- [Text shown]
= Beginning of Section =

In Matthew the Lord's Prayer forms a part of the Sermon on the Mount (Matt. VI:9-13).[21]

According to Luke (Luke XI:2-4) it was given to the disciples alone, and not to a multitude, as in Matthew. In Luke it also comes at a much later date than the delivery of the Sermon on the Mount. One verse is slightly different, Luke having, "and forgive us our sins; for we also forgive every one who is indebted to us," in place of Matthew's "and forgive us our debts as we forgive our debtors." Luke also omits the last sentence in Matthew's version.

The Lord's Prayer is not found in Mark or John.[22]

THE FIRST MIRACLES

Matthew says, in a general way, that Jesus healed "all manner of sickness" before the delivery of the Sermon on the Mount (Matt. IV:23, 24). But the first specific miracles which he describes occurred after that event (Matt. VIII:1-15). The first was the leper, the second the centurion's servant, afflicted with palsy, and the third was the mother of Simon Peter's wife, who was "sick of a fever." Jesus saw and touched the leper and Peter's wife's mother, but the centurion's servant was one of the few cases where the cure was effected in the absence of the patient and without Jesus' seeing him.

= End of Section =

- [Task brief]
In two sentences, summarize the text above about the Lord's Prayer and the first miracles.

- [Data for review]

= Beginning of Section =

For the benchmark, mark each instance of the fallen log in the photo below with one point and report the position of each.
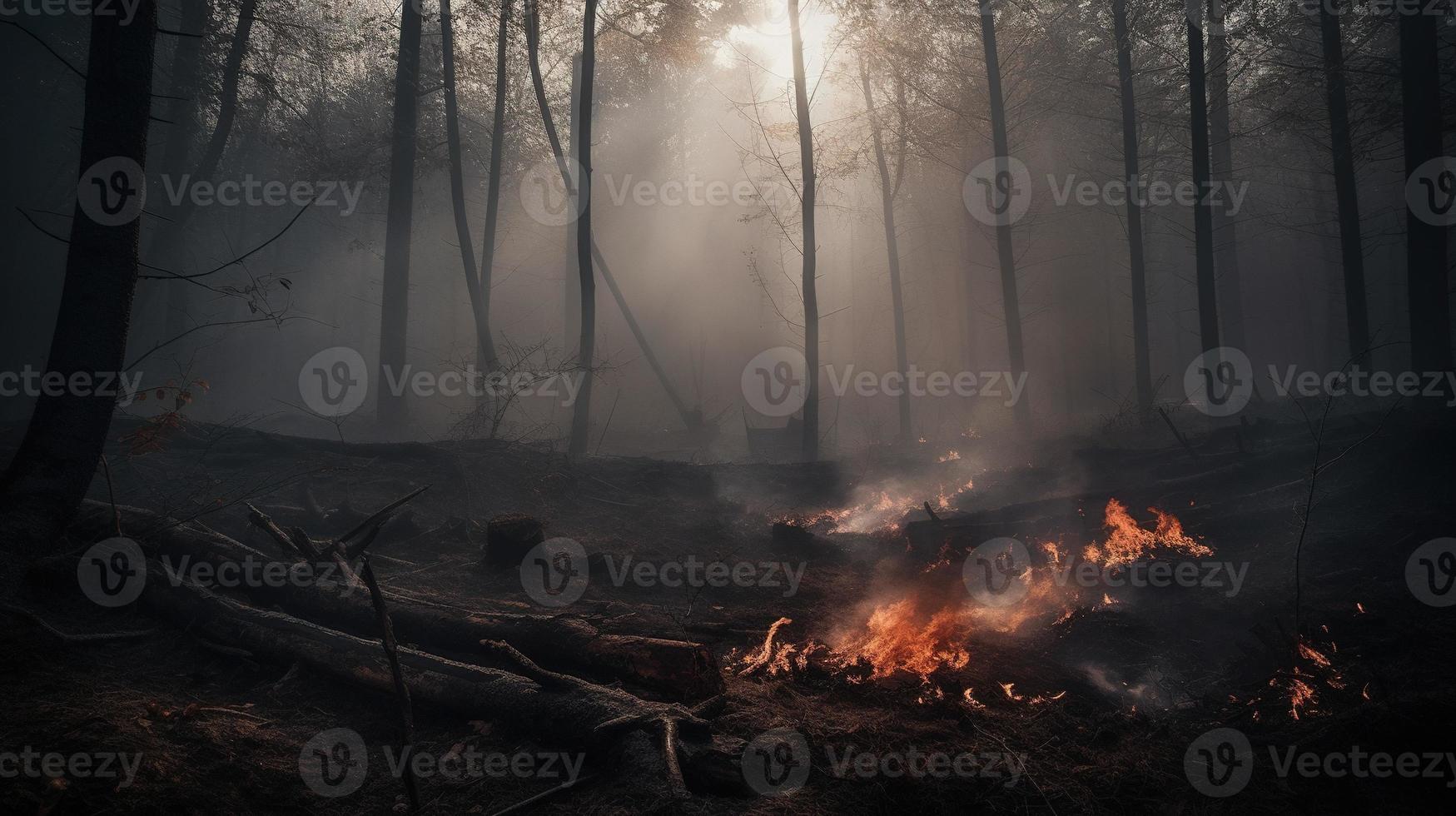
(680, 669)
(612, 726)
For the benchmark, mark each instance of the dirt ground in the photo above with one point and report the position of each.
(1107, 697)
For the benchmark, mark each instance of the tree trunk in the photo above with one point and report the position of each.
(571, 285)
(1424, 242)
(395, 302)
(1225, 231)
(1201, 215)
(1347, 198)
(581, 414)
(493, 200)
(801, 105)
(184, 110)
(480, 301)
(1143, 371)
(57, 458)
(168, 246)
(1005, 252)
(692, 419)
(887, 203)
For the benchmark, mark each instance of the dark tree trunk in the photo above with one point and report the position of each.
(54, 465)
(887, 203)
(1201, 215)
(801, 105)
(1005, 251)
(1424, 242)
(480, 301)
(1347, 198)
(1143, 371)
(184, 111)
(395, 302)
(1225, 231)
(692, 419)
(171, 236)
(571, 285)
(581, 414)
(493, 194)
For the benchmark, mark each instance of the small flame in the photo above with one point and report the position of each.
(1127, 541)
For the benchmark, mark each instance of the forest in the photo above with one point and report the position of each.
(727, 407)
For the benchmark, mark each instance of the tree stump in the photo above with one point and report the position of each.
(509, 538)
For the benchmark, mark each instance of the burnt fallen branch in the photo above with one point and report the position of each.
(686, 670)
(610, 724)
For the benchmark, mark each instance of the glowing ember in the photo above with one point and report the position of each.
(1127, 541)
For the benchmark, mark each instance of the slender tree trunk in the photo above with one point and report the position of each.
(480, 306)
(1424, 242)
(1225, 231)
(54, 465)
(395, 303)
(692, 419)
(1143, 371)
(581, 414)
(493, 194)
(171, 236)
(571, 285)
(1005, 251)
(801, 105)
(184, 110)
(887, 203)
(1201, 215)
(1347, 197)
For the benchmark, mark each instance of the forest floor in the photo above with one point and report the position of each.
(1110, 688)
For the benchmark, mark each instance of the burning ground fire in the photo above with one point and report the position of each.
(925, 637)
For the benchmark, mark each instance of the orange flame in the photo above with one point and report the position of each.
(1127, 541)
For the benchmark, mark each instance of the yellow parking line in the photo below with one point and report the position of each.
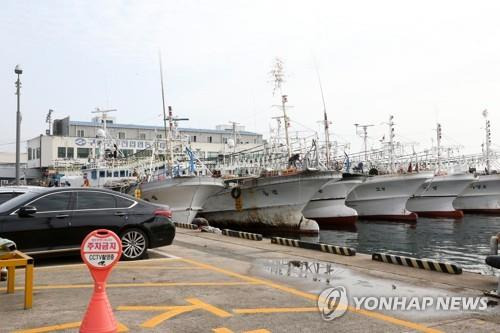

= End of Section =

- [Solution below]
Matthew places the Lord's Prayer in the Sermon on the Mount, while Luke has it given later to the disciples alone, with a differently worded verse on forgiveness and without Matthew's last sentence, and the prayer is not found in Mark or John. Matthew says in general that Jesus healed before the Sermon on the Mount, but the first specific miracles he describes come after it: the leper, the centurion's servant with palsy, who was cured without Jesus seeing him, and the mother of Simon Peter's wife, who was sick of a fever.